** START OF THE RECORDS **

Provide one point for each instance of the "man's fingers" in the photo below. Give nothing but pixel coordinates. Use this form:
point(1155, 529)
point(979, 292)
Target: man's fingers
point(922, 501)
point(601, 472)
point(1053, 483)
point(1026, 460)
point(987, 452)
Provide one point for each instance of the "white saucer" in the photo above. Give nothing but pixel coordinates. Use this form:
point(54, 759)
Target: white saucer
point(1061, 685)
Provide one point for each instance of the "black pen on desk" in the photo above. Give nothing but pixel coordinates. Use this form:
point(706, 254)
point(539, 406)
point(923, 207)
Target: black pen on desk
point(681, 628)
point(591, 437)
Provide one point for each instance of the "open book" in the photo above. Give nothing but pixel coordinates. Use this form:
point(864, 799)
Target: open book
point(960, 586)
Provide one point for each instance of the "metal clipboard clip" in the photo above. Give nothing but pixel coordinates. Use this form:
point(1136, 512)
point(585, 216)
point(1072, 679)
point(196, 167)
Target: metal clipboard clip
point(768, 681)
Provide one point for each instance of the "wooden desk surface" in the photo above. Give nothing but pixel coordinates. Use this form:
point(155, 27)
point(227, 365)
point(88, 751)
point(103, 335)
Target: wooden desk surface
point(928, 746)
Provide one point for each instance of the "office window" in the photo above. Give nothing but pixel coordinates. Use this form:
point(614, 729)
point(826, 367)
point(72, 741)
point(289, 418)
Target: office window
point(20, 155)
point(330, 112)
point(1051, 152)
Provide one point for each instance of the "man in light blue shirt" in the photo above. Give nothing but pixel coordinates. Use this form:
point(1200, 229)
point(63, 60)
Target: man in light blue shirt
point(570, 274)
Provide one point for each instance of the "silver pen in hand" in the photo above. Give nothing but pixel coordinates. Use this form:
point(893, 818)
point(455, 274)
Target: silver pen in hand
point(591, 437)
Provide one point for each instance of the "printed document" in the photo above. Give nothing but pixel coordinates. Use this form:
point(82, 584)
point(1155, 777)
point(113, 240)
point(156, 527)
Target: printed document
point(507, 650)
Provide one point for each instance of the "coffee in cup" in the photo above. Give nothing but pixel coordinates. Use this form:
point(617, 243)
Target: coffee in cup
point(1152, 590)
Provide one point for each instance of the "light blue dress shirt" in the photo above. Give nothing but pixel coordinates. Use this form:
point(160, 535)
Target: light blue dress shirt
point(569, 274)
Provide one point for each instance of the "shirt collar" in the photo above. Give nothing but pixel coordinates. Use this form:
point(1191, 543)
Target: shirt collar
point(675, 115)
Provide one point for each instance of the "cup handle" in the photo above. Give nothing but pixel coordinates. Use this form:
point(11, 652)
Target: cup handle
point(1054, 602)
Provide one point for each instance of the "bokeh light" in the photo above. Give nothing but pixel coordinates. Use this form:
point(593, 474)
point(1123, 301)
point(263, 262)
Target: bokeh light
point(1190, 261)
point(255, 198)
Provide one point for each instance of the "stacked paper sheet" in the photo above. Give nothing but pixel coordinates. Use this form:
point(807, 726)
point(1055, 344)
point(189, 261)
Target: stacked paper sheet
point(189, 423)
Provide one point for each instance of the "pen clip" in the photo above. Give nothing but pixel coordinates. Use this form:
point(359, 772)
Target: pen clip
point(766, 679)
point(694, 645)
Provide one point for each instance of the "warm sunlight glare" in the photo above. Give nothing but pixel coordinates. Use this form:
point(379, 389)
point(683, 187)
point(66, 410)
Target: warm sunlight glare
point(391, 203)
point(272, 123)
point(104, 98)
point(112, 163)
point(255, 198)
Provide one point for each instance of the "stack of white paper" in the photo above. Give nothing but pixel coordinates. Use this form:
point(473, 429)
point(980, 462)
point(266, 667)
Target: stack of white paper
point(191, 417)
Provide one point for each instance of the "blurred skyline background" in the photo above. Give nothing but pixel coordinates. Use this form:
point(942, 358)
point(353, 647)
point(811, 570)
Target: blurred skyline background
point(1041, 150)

** END OF THE RECORDS **

§ **OBJECTIVE**
Set down all of the records above again, word for word and in the same order.

§ **EXERCISE RESULT**
Provide one point for each instance of the "man's fingers" in the photo below. Give nothing but pixel coordinates. Use this form:
point(1155, 529)
point(979, 292)
Target: man's fingers
point(922, 501)
point(601, 472)
point(1053, 483)
point(1026, 460)
point(987, 452)
Provide one point for each instance of the "white saucer" in the photo above. Give nothing but pixel coordinates. Use this form:
point(54, 759)
Target: white saucer
point(1061, 685)
Provide one point for each instance of the "black pen on desk" in the photo above. Give nothing but pixel coordinates. Use this form:
point(706, 254)
point(539, 406)
point(923, 207)
Target: black pen on desk
point(681, 628)
point(591, 437)
Provide one point for each instance of the "open book" in the photo above. Give nothing but pixel coordinates. Use this form:
point(864, 799)
Target: open book
point(960, 586)
Provide one point for each instance of the "metal clipboard clip" in the photo above. Give nothing but pixel coordinates. Use this form:
point(1136, 512)
point(585, 216)
point(1072, 679)
point(196, 167)
Target: metal clipboard clip
point(768, 681)
Provide one point for each instance of the "wooden desk surface" in the photo above. Give nothing but pixel coordinates. Use this form:
point(155, 27)
point(227, 365)
point(88, 751)
point(103, 335)
Target: wooden desk surface
point(928, 746)
Provide one point for each instance of the "office window" in the photo above. Give nothing but pixel coordinates. Use this form:
point(614, 729)
point(826, 367)
point(72, 741)
point(289, 418)
Target: office window
point(20, 155)
point(330, 112)
point(1051, 152)
Provide one point for each instance of the "man in light blue shirt" in the photo above. Give nothing but pixel coordinates. Use this form:
point(1200, 229)
point(63, 60)
Target: man in light blue shirt
point(570, 274)
Provide one point for each instance of the "silver pen in hand" in the photo above. Give nothing but pixel coordinates. Use this form:
point(893, 818)
point(455, 274)
Target: silver pen in hand
point(591, 437)
Provide one point for each instance of the "printed document" in the photo above. Give nothing but pixel coordinates. Use this form:
point(82, 584)
point(1155, 777)
point(113, 240)
point(156, 527)
Target: printed document
point(507, 650)
Provide one point for each instance of the "coffee in cup" in the photo above. Give nothing but pixel coordinates. Use this form:
point(617, 243)
Target: coffee in cup
point(1152, 590)
Provide one point for each instance of the "light blue dress shirt" in the photo above. Give nothing but pixel coordinates. Use this form:
point(160, 535)
Target: light blue dress shirt
point(569, 274)
Provide one point for each instance of the "shirt collar" in the photo above. Give nothing but pixel coordinates. Use this form:
point(1191, 543)
Target: shirt collar
point(675, 115)
Provide one point for each instance of the "cup handle" in the photo above. Give nothing but pixel coordinates. Use this form:
point(11, 652)
Target: cup handle
point(1054, 602)
Provide one point for each instance of the "bokeh light" in the photo above. Give nothing but pixel coordinates. Use this form:
point(593, 474)
point(1123, 301)
point(263, 262)
Target: bokeh light
point(1190, 261)
point(255, 198)
Provide one point for each instance of the "stacked paper sheet" in the photo above. Give nothing but pixel coordinates. Use this form:
point(807, 726)
point(1055, 344)
point(189, 261)
Target: stacked paper sheet
point(189, 423)
Provide one point for each instance of the "pen clip" in the photo above. Give nothing but pixel coordinates. Use this form:
point(359, 772)
Target: pen clip
point(766, 679)
point(694, 645)
Provide one point for each instance of the "warm sunlight glare" in the photo above. Give nothing but pixel coordinates. Use this form:
point(379, 389)
point(683, 187)
point(66, 410)
Target: warm sunlight glare
point(391, 203)
point(272, 123)
point(104, 98)
point(112, 163)
point(255, 198)
Provide one point for each instance of the "stack of white paper" in the photo above. Give nothing but pixel coordinates. Use this form:
point(473, 429)
point(980, 462)
point(266, 667)
Target: stack of white paper
point(191, 417)
Provide one point for each instance of the "blurred skyline background" in the photo above. Give nothing but pixel coordinates. Use this form:
point(942, 358)
point(353, 647)
point(811, 570)
Target: blurred skyline background
point(1041, 150)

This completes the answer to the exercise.